#### Your task:
Your job is to set down the stretch of entries that opens with the line containing "bear's shadow, then" and closes with the line containing "target | rough rock surface". Keep both end lines, copy each exactly, and add nothing.

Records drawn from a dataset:
◇ ◇ ◇ ◇ ◇ ◇ ◇

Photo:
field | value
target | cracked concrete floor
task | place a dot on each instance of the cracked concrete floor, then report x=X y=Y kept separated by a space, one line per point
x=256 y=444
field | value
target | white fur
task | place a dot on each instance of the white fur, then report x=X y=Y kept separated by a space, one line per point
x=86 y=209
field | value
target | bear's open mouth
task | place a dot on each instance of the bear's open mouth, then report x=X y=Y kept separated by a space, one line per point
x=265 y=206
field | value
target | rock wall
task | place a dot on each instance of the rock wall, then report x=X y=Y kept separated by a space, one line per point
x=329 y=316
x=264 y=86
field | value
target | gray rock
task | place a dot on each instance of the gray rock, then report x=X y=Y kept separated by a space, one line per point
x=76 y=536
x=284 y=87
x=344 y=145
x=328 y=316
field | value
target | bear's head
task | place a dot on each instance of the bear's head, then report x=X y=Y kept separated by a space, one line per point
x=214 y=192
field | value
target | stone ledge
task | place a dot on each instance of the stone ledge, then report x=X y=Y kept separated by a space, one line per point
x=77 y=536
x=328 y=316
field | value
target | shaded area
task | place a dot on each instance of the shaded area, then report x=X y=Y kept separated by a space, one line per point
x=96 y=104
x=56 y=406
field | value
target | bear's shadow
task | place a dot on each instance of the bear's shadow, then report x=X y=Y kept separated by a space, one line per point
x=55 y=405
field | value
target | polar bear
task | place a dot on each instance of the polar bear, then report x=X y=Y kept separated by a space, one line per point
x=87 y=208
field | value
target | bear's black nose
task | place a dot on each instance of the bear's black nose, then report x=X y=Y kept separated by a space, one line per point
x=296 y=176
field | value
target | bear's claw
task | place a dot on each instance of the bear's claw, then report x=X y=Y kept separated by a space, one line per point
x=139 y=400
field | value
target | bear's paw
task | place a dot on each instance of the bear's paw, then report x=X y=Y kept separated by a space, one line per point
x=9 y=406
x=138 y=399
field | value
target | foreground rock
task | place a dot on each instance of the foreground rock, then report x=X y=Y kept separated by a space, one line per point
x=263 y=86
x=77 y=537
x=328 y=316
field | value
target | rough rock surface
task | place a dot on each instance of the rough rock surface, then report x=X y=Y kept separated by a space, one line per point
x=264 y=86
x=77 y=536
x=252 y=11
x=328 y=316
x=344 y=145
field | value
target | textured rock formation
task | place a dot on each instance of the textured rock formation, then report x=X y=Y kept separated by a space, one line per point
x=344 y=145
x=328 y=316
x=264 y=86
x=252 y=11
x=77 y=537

◇ ◇ ◇ ◇ ◇ ◇ ◇

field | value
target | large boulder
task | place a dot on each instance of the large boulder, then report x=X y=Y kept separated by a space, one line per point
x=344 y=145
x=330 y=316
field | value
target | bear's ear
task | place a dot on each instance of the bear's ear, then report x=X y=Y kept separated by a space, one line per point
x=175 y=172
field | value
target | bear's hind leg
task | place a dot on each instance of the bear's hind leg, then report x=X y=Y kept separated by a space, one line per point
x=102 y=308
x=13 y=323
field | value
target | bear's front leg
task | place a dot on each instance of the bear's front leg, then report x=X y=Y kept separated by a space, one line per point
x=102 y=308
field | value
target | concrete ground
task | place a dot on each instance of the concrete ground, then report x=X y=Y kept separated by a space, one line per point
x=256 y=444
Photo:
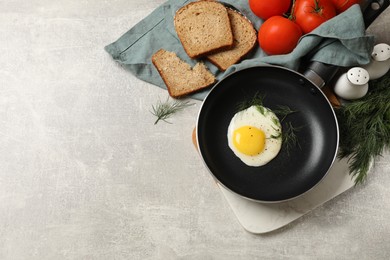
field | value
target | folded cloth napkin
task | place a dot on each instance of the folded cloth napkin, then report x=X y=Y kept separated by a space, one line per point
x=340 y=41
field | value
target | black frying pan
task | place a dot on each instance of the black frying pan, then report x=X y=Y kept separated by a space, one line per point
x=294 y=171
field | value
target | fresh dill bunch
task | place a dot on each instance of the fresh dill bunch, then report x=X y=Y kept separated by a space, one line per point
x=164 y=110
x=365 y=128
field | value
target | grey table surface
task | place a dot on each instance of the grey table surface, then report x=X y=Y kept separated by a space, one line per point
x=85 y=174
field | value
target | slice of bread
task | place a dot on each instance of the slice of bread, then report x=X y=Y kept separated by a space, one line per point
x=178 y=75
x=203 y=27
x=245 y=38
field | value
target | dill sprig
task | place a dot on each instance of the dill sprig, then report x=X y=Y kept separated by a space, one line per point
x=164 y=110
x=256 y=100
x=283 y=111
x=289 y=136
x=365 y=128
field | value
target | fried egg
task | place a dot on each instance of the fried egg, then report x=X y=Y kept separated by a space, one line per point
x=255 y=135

◇ ◇ ◇ ◇ ◇ ◇ ◇

#### Response box:
task | place a dot on each instance of the bear's shadow, then report x=X y=Y kept separated by a space, one line per point
x=55 y=405
field | value
target | polar bear
task | place a dot on each instance of the polar bear, then report x=X y=Y kept separated by a space, one line per point
x=87 y=208
field | value
target | bear's black nose
task | place a dot on each instance of the bear's black nose, then report x=X y=Y kept separated by a space, one line per point
x=296 y=176
field | value
target | bear's claw
task | place a dot on each instance of the bear's claw, then report x=X y=Y kept separated by a space, one line per point
x=139 y=400
field | value
target | bear's paw
task | place a dot on each instance of the bear's paw, then report x=X y=Y kept separated by a space, one line per point
x=9 y=406
x=138 y=399
field | value
target | foreground rock
task | place a dot on each instance of the foreground rock, then report x=X y=Y kept separated by a space, one line per point
x=263 y=86
x=77 y=537
x=328 y=316
field | value
target | rough rock surface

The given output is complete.